* start *

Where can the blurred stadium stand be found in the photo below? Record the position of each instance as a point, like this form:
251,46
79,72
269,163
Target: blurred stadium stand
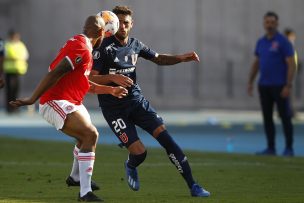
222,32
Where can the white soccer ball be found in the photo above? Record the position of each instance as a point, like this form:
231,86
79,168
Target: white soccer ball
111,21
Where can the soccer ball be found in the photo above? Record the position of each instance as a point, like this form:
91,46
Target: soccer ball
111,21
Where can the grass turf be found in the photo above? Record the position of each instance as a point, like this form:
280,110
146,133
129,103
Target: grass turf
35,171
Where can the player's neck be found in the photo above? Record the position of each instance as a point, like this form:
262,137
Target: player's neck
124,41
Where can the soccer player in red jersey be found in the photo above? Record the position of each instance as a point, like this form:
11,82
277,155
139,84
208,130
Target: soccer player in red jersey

* end *
* start *

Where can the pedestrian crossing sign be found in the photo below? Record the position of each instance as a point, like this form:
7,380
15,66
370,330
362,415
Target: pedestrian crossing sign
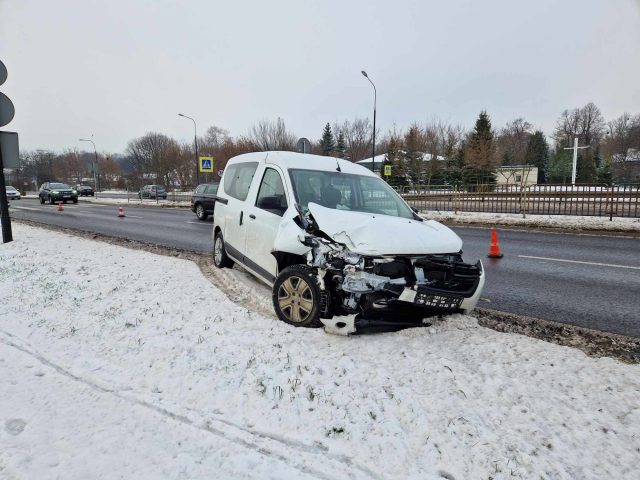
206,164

* end *
* start *

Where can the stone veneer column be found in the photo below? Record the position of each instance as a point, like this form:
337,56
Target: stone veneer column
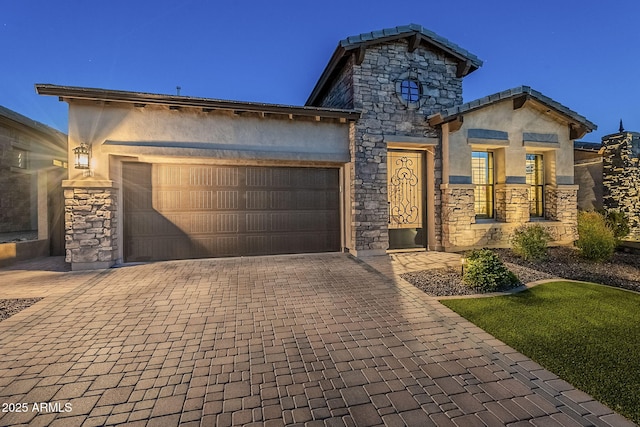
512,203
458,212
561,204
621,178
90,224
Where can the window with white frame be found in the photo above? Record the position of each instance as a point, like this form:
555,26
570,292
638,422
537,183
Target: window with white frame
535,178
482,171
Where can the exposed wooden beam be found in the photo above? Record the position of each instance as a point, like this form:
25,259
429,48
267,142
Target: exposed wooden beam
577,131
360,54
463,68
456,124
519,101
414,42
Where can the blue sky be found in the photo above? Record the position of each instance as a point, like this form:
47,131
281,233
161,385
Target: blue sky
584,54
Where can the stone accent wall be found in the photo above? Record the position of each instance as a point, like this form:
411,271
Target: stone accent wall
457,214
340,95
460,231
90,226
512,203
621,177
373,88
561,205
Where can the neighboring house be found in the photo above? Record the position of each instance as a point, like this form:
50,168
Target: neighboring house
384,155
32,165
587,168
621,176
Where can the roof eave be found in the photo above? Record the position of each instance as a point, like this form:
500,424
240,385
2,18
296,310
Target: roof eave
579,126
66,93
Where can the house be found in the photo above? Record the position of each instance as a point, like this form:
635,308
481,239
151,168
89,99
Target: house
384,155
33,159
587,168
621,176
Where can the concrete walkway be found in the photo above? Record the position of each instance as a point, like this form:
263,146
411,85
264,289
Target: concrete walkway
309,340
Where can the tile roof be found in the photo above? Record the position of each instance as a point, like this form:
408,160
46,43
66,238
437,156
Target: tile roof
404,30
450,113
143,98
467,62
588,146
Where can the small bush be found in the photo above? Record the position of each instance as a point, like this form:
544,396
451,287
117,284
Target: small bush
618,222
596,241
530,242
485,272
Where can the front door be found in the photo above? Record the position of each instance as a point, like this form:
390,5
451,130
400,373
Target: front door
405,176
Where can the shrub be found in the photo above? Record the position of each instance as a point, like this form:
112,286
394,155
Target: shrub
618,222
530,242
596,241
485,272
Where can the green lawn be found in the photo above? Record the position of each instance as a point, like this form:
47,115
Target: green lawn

* end *

> **Task to carry out**
Copy the lines above exactly, beginning at the line that has "Where can the white" and stopping after the line that has "Target: soccer player in red jersey".

> **Problem solution**
Where can the white soccer ball be found in the photo above? Record the position of each instance as a point, like this form:
231,86
79,168
Target: white soccer ball
111,21
Where can the soccer ball be found in the photo above? Record the position of each instance as a point, like this form:
91,46
Target: soccer ball
111,21
Where can the grass turf be found in the photo above? Record the position of each instance as a point, like this form:
280,110
146,133
129,103
Target: grass turf
35,171
Where can the player's neck be found in the photo above? Record the position of each instance as a point, like this form:
262,137
Target: player's neck
124,41
Where can the soccer player in red jersey be found in the photo above? Record the position of each instance as a point, like this form:
11,82
277,155
139,84
208,130
Target: soccer player in red jersey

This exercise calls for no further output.